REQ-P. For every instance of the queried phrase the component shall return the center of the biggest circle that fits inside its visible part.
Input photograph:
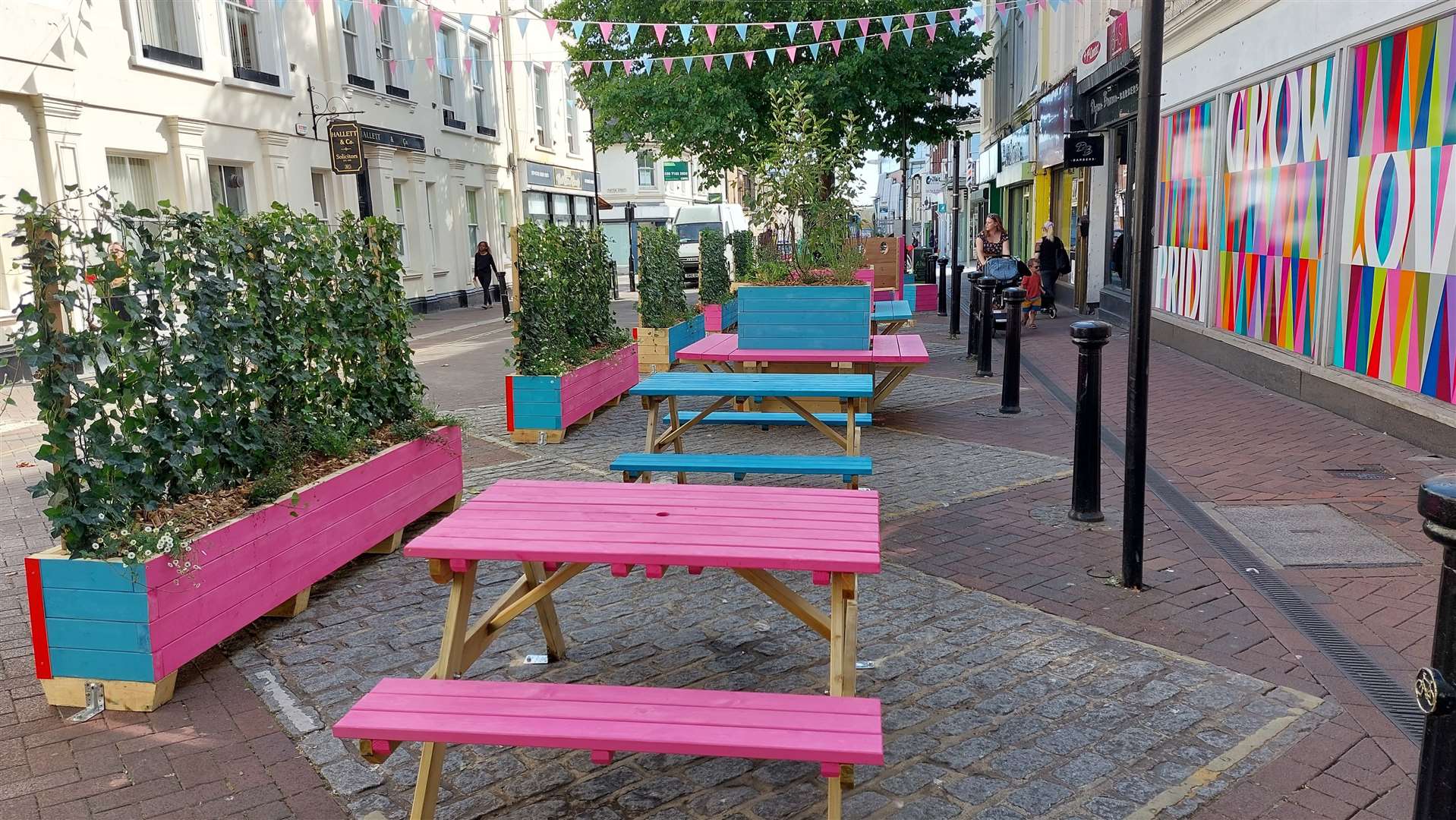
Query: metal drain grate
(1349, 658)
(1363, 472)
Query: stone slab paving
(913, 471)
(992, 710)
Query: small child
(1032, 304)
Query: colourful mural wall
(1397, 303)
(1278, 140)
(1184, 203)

____

# Task description:
Write out all of the data above exactly, without any of its pictures.

# Exercise result:
REQ-P. For every instance of the queried phrase the component shall return the center of the biggest circle that fits inside its visible part.
Input photograph:
Query: metal drain grate
(1349, 658)
(1363, 472)
Query: stone slab paving
(913, 471)
(992, 710)
Query: small child
(1032, 304)
Query: colourful mural wall
(1397, 303)
(1278, 140)
(1184, 203)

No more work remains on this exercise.